[TASK OBJECTIVE]:
What follows is a listing; give it again exactly, in its entirety.

[RECORDS TO USE]:
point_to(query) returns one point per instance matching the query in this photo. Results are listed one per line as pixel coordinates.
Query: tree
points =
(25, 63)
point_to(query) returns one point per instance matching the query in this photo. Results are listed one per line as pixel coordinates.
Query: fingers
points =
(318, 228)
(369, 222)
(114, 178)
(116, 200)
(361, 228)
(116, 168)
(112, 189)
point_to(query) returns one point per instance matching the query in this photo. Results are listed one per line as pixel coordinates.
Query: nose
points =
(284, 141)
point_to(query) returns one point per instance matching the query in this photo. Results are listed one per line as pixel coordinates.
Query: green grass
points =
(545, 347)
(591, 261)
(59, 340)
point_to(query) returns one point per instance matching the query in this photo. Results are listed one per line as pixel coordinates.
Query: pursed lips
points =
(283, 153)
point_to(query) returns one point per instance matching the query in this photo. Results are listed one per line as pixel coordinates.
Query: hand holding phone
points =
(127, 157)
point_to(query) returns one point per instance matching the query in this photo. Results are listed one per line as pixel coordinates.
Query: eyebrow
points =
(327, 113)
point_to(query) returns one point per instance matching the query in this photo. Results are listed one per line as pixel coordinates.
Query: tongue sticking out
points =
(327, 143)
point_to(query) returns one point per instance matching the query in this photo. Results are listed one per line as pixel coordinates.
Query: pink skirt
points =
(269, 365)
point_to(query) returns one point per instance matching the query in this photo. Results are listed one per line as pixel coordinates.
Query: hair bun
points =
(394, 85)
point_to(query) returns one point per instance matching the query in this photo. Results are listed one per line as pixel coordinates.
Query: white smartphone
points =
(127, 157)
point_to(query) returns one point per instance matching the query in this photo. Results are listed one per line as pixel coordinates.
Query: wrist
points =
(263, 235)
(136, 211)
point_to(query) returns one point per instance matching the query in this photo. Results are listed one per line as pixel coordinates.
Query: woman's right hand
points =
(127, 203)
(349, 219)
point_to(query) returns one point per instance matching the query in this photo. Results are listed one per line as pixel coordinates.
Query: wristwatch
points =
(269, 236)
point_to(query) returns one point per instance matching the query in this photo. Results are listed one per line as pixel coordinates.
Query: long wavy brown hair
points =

[WORKED ANSWER]:
point_to(query) returns one point per instance matching the query in this photo. Results are listed one per line as pixel coordinates.
Query: tree
points =
(25, 63)
point_to(query) returns one point per instance matching the query in this photo. Results are listed one per line as pixel coordinates.
Query: fingers
points =
(318, 228)
(369, 222)
(114, 178)
(116, 200)
(361, 228)
(116, 168)
(112, 189)
point_to(query) returns one point per instance matching the query in this photo. Results are listed one per line as pixel coordinates.
Query: nose
points =
(284, 141)
point_to(query) returns one point per instance matching the query in this photo. Results are listed one per line as pixel coordinates.
Query: green grass
points =
(545, 347)
(591, 261)
(59, 340)
point_to(query) returns one point per instance matching the query in this photo. Results are listed one per line as pixel coordinates.
Query: pursed lips
points =
(283, 153)
point_to(query) returns one point per instance matching the query in this photo. Results are listed one per line as pixel coordinates.
Query: hand holding phone
points =
(127, 157)
point_to(query) returns one point per instance matching the query in this photo. Results are listed one per line as pixel coordinates.
Query: eyebrow
points =
(327, 113)
point_to(query) returns one point per instance matching the query in this photo. Results are listed one per line as pixel coordinates.
Query: tongue sticking out
points =
(327, 143)
point_to(query) returns one point per instance matching the query in this photo. Results are listed one per line as pixel coordinates.
Query: pink skirt
points =
(269, 365)
point_to(query) returns one point per instance matching the query in this photo. Results are listed one per line as pixel coordinates.
Query: hair bun
points =
(394, 85)
point_to(query) returns one point per instance matching the query in this photo. Results are listed one per line as pixel coordinates.
Query: white smartphone
points =
(127, 157)
point_to(query) returns one point per instance matching the query in this photo. Results are listed one per line as pixel coordinates.
Query: wrist
points =
(263, 235)
(136, 211)
point_to(query) returns one point per instance matching the query in this photo. Results are listed one per line as pixel coordinates.
Query: woman's right hand
points =
(127, 203)
(349, 219)
point_to(query) returns one point per instance matching the query in this photo. Results are listed one per line as pixel coordinates.
Query: wristwatch
points =
(269, 236)
point_to(query) returns one point per instance matching the query in this photo. Results are listed one per line as pixel coordinates.
Query: long wavy brown hair
points =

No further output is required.